* EXERCISE DIRECTIONS: What you need to produce from the material below is an exact transcription of the lines from the one with "x=662, y=65" through the one with "x=266, y=689", both included, and no other line.

* RECORDS SHOWN:
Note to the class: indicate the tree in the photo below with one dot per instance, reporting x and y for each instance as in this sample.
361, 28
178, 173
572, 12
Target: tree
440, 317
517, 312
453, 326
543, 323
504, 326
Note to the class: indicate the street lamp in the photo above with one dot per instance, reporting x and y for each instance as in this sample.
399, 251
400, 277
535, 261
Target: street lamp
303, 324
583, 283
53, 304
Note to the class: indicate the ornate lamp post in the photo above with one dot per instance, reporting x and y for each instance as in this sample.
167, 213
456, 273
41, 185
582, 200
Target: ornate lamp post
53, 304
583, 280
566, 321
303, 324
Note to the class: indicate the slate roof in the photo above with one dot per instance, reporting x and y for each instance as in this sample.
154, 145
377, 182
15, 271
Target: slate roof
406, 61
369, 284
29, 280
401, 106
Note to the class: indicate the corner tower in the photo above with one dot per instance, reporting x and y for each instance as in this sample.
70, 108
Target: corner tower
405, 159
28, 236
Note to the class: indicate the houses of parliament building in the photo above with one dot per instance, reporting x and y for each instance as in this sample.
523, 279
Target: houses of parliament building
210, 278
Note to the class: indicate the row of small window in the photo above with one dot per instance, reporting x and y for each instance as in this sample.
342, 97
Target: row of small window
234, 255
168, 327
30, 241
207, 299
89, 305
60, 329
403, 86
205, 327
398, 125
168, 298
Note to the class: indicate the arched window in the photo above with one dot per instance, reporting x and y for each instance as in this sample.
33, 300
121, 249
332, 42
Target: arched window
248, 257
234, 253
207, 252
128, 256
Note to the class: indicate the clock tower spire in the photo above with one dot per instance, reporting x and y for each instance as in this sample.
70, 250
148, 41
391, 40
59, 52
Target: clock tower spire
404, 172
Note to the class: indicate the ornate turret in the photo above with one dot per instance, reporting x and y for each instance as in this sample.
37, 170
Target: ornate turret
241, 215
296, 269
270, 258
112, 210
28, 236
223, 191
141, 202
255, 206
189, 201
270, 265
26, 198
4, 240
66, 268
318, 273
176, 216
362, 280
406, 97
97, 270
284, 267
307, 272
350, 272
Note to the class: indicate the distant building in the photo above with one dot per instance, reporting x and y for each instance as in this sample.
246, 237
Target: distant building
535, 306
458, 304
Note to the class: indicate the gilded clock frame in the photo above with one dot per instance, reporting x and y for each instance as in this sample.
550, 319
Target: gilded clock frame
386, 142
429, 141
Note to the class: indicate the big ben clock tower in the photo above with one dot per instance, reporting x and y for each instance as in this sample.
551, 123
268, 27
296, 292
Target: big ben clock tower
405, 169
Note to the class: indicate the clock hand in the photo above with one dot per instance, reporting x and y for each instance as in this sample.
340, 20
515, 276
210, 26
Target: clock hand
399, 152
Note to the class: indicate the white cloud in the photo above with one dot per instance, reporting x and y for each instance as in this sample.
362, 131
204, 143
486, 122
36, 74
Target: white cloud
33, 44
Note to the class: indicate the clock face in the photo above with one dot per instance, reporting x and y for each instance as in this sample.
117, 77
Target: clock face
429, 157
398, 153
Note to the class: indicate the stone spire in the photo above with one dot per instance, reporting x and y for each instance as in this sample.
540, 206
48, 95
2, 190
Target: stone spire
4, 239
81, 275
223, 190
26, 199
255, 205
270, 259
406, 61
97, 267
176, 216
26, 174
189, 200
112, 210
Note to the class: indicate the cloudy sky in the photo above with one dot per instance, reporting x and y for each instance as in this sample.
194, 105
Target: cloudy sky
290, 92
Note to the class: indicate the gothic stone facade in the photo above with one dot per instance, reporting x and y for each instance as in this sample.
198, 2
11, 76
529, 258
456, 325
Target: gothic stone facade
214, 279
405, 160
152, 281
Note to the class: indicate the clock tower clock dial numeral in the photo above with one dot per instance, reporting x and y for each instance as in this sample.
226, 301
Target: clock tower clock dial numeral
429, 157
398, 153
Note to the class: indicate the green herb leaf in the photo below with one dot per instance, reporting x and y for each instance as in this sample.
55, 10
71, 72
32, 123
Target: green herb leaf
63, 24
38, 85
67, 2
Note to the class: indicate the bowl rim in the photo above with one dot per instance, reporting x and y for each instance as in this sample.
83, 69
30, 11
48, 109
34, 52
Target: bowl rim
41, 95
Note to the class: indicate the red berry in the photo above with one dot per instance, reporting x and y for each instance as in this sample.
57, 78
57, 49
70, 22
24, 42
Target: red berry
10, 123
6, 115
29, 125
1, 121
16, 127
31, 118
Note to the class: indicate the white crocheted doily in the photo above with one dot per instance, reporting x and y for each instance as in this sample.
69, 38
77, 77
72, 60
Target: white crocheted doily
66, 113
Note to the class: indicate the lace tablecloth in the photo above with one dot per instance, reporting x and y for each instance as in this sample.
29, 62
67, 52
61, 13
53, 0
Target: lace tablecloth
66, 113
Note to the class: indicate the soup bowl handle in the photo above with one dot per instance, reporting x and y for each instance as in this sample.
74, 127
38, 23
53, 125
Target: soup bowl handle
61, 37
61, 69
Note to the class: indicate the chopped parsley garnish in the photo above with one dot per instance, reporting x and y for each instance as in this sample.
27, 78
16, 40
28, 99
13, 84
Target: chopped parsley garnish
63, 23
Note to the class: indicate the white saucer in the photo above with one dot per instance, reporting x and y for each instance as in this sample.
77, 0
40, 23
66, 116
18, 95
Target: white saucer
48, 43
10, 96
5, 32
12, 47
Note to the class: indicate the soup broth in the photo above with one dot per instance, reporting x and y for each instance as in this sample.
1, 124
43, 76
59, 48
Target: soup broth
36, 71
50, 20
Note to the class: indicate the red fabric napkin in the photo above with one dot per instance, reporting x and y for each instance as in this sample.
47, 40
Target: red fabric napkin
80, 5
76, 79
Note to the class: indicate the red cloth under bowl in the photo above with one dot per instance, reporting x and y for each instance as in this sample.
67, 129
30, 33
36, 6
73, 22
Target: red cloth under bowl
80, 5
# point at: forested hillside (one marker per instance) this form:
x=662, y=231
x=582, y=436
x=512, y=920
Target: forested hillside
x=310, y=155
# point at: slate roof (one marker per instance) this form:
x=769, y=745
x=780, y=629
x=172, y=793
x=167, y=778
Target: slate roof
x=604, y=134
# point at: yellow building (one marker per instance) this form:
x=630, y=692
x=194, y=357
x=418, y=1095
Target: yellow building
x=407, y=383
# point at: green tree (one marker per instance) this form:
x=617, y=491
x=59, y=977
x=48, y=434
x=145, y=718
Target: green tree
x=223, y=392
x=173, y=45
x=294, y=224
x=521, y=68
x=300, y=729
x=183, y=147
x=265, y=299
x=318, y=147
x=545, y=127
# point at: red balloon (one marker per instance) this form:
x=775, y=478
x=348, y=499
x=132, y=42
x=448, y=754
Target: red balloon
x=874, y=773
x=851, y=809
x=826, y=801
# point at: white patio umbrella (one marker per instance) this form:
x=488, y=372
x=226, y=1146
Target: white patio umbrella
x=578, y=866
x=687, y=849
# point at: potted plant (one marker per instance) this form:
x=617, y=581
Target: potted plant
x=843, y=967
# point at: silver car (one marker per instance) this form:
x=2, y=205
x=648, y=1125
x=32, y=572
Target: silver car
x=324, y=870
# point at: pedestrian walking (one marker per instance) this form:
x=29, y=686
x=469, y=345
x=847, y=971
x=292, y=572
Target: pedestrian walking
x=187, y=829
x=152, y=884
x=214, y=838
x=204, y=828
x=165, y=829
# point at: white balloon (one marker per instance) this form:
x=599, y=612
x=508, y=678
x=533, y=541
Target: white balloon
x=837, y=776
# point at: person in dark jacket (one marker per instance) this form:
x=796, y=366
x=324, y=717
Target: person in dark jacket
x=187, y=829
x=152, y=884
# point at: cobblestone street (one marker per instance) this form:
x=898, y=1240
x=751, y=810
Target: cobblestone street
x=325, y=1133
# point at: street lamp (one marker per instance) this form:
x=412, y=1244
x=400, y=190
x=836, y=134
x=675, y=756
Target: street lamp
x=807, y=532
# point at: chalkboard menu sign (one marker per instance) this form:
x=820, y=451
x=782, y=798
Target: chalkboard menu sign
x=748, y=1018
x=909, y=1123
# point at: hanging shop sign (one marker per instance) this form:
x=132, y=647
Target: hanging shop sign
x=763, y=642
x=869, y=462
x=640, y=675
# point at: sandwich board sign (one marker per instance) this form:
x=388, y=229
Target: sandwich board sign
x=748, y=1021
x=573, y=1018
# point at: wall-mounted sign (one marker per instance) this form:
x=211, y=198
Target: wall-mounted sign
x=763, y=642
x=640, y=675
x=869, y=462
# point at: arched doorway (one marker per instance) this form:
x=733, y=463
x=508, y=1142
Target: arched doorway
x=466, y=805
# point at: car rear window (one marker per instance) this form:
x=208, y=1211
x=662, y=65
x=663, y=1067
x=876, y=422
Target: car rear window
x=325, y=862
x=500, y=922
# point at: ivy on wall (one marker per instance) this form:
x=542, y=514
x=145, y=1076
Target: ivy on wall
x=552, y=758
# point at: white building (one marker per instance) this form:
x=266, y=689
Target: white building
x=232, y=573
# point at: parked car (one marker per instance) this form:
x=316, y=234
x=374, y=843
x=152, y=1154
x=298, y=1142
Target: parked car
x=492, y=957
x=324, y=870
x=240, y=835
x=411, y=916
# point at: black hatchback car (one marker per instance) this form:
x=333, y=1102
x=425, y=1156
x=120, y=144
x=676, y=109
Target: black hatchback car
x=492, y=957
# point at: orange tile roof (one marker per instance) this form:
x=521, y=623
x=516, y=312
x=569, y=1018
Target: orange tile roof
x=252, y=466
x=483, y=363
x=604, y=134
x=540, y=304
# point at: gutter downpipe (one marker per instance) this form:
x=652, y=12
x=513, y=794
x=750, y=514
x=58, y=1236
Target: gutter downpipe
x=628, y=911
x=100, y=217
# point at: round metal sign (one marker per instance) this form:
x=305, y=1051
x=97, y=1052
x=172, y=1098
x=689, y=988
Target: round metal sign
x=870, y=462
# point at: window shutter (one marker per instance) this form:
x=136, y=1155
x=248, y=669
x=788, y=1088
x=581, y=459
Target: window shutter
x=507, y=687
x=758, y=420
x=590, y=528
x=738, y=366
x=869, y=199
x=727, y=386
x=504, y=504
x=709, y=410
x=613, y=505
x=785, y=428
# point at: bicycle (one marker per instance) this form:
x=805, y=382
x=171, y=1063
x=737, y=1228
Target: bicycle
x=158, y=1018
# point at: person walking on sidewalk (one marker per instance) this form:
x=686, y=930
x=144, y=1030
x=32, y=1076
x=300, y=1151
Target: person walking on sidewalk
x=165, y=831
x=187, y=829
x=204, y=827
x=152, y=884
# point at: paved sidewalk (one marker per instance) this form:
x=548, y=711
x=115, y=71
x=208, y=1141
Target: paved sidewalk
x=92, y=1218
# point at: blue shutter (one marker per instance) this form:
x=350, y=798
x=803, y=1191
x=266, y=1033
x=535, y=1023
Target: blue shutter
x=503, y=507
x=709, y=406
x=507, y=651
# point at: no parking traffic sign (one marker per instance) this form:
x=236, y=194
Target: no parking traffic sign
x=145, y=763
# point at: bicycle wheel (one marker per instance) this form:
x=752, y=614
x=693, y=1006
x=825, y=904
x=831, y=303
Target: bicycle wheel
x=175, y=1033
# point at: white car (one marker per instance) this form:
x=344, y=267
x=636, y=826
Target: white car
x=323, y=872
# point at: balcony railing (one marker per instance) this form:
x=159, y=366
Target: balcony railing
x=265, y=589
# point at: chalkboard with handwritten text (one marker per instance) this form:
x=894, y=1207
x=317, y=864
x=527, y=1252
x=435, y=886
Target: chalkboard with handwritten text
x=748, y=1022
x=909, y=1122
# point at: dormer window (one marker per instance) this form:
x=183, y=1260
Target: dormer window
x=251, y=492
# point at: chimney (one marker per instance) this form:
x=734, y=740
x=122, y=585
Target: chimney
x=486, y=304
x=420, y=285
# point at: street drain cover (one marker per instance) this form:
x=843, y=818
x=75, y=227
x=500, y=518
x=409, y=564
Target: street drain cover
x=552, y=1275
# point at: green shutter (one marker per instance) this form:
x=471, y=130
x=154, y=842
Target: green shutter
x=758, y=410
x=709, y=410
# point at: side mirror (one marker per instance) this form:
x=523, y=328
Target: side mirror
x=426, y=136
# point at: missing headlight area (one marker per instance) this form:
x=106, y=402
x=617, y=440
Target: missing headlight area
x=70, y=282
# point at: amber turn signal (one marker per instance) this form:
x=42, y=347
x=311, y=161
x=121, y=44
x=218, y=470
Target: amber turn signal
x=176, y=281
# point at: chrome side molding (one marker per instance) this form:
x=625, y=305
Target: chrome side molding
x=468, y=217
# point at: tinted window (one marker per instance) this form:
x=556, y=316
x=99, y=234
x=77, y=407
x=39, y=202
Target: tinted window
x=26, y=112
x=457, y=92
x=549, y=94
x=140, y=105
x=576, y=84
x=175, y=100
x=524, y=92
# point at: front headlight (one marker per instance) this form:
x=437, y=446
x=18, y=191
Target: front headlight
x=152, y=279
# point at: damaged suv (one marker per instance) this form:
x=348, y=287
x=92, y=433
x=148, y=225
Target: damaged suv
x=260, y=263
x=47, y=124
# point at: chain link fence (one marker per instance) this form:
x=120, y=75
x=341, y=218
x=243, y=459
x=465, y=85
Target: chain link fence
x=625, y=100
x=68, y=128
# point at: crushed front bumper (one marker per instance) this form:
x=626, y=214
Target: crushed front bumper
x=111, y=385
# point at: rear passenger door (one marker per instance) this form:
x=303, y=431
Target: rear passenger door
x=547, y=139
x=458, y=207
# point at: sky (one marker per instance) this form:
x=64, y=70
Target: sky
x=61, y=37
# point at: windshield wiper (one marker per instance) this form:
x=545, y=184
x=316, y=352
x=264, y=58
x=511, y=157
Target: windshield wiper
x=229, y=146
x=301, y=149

* EXERCISE RESULT:
x=662, y=65
x=663, y=1067
x=876, y=422
Target: car rear window
x=325, y=862
x=500, y=922
# point at: ivy on wall (one marker per instance) this form:
x=542, y=514
x=145, y=1076
Target: ivy on wall
x=552, y=758
# point at: white building (one marker per instance) this form:
x=266, y=689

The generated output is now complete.